Perfect examples of my latter 20s radicalism manifests itself in my habit of wearing clothes I've long outsized, smearing eye makeup whilst performing urgent contact lens care on a train or perhaps revealing one days worth of underarm growth in the partaking of a big stretch. Please don't take me for a slob. I just know what I can get away with. I know what I did not know when I was 20 years old: that not everyone is paying attention to my underarms all the time. And frankly if they are, wouldn't that just make them a twat, anyway?
So, frankly, back to the wedding and our lacklustre, overheated dinnertime discourse... there I was, wilting next to an equally overheated schoolfriend and the taciturn older brother of my friend, the bride. Perhaps it was the prosecco making me paranoid, but I couldn't shake the feeling that the silent gentleman was on the verge of hysterics at my futile attempts at small talk. The man is in the habit of climbing European mountains on his weekends. He understands mortality in it's most basic form, racing through ravines notorious for sudden rockfalls, scaling sheer cliff faces in ripping cold winds.... he needs no words. He needs no small talk. He is endowed with an insight into the true nature of things....

● Supplied information
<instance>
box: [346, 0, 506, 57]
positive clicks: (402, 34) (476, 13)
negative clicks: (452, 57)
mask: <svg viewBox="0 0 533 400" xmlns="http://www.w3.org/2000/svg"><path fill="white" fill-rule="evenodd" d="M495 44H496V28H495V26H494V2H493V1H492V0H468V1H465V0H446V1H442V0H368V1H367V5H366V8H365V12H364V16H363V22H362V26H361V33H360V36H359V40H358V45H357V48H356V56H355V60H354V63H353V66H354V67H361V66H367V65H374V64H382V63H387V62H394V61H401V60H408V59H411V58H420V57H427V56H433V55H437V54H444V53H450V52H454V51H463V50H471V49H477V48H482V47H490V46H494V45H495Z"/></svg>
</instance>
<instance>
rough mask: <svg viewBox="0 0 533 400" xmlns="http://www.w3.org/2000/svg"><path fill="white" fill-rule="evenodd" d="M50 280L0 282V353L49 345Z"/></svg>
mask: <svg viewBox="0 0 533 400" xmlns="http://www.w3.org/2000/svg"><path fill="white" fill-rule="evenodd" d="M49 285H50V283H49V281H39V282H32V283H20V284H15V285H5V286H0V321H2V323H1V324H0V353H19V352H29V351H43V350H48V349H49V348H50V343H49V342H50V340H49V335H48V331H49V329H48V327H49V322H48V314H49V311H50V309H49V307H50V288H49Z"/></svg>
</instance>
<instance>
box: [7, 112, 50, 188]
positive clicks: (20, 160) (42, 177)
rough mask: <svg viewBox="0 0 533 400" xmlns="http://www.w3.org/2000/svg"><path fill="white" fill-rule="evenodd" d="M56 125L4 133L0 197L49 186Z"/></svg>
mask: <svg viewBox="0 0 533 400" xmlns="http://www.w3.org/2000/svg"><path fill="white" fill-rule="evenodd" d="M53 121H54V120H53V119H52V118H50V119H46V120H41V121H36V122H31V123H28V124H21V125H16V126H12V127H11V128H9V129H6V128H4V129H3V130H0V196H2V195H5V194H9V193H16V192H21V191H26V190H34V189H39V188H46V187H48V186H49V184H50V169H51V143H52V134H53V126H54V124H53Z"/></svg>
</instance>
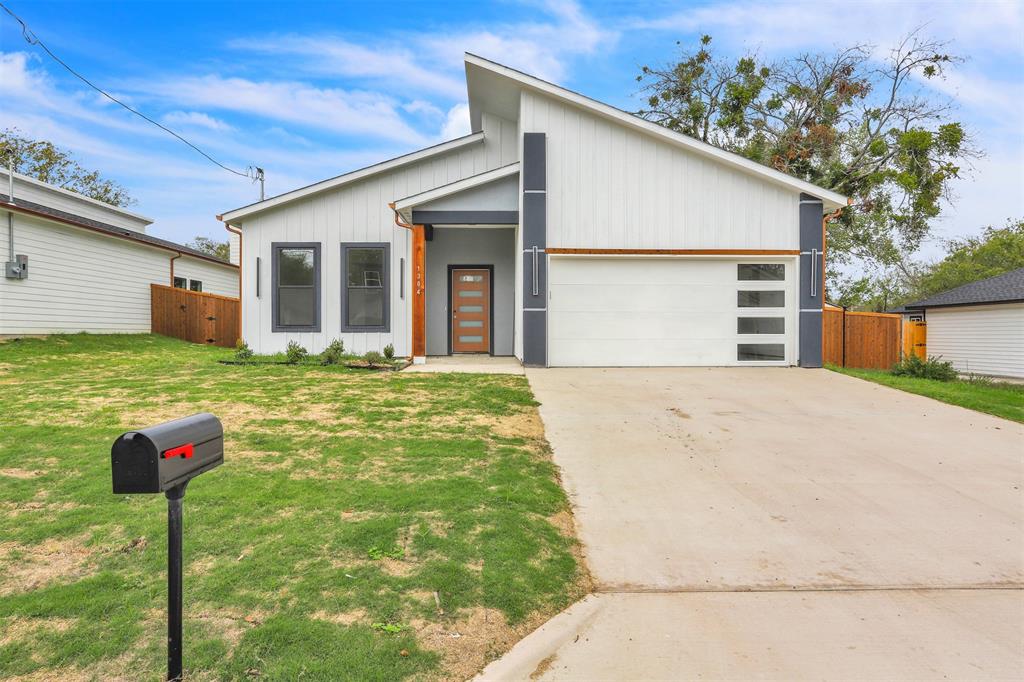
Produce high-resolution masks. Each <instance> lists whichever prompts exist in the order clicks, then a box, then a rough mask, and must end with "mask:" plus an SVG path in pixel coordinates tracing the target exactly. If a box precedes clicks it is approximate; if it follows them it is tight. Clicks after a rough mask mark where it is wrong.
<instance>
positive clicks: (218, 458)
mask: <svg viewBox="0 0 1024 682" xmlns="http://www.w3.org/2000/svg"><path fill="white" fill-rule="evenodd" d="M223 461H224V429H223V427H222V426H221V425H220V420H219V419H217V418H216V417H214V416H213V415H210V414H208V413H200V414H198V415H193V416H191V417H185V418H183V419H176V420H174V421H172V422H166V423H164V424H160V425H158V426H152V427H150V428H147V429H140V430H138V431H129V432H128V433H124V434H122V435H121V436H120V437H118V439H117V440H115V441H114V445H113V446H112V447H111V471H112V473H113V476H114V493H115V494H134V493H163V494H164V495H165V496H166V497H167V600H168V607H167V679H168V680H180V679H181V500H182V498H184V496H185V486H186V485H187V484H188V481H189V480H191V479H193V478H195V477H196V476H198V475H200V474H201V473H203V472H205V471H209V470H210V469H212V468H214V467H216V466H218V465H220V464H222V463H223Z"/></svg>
==
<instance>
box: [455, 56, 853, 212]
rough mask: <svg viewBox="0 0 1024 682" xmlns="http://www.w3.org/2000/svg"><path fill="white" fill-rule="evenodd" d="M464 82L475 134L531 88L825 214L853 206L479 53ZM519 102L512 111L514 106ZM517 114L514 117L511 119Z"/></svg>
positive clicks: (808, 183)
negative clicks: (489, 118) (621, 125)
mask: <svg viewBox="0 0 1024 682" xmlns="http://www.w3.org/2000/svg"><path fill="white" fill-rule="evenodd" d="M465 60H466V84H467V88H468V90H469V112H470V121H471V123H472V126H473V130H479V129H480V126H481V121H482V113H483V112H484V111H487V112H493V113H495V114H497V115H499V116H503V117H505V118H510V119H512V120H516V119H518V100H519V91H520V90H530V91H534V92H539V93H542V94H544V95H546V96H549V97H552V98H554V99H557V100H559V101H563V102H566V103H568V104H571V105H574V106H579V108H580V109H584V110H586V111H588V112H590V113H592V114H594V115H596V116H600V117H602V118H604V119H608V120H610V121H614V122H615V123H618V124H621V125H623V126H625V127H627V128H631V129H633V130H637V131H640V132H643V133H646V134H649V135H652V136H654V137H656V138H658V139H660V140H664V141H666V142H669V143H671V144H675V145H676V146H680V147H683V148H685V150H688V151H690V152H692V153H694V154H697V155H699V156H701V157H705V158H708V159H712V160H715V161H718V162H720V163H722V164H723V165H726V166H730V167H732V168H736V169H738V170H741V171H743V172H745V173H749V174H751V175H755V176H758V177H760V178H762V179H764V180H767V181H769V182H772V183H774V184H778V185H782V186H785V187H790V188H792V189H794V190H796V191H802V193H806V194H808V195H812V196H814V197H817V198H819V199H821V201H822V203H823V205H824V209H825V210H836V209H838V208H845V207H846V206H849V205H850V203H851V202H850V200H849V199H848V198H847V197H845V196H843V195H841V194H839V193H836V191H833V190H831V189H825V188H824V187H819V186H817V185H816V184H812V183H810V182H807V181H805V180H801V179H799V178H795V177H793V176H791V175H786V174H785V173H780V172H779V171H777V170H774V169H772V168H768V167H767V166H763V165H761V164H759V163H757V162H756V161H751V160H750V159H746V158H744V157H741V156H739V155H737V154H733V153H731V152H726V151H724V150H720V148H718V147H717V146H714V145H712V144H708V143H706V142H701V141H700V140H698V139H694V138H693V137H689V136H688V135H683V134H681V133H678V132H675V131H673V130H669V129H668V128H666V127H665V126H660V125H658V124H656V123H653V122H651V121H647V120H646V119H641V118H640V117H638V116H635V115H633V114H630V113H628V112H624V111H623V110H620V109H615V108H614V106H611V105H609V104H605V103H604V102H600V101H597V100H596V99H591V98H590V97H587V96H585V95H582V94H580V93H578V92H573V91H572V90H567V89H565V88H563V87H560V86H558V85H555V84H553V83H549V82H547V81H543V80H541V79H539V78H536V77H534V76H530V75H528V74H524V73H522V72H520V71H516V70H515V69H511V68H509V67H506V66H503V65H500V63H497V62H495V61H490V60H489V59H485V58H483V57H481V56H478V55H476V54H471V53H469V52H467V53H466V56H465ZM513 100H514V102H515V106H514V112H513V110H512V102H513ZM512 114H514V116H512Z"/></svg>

● Required action
Transcribe the wedding text word for word, starting at "Perfect examples of" and ending at "a twat, anyway?".

● Task output
Perfect examples of my latter 20s radicalism manifests itself in my habit of wearing clothes I've long outsized, smearing eye makeup whilst performing urgent contact lens care on a train or perhaps revealing one days worth of underarm growth in the partaking of a big stretch. Please don't take me for a slob. I just know what I can get away with. I know what I did not know when I was 20 years old: that not everyone is paying attention to my underarms all the time. And frankly if they are, wouldn't that just make them a twat, anyway?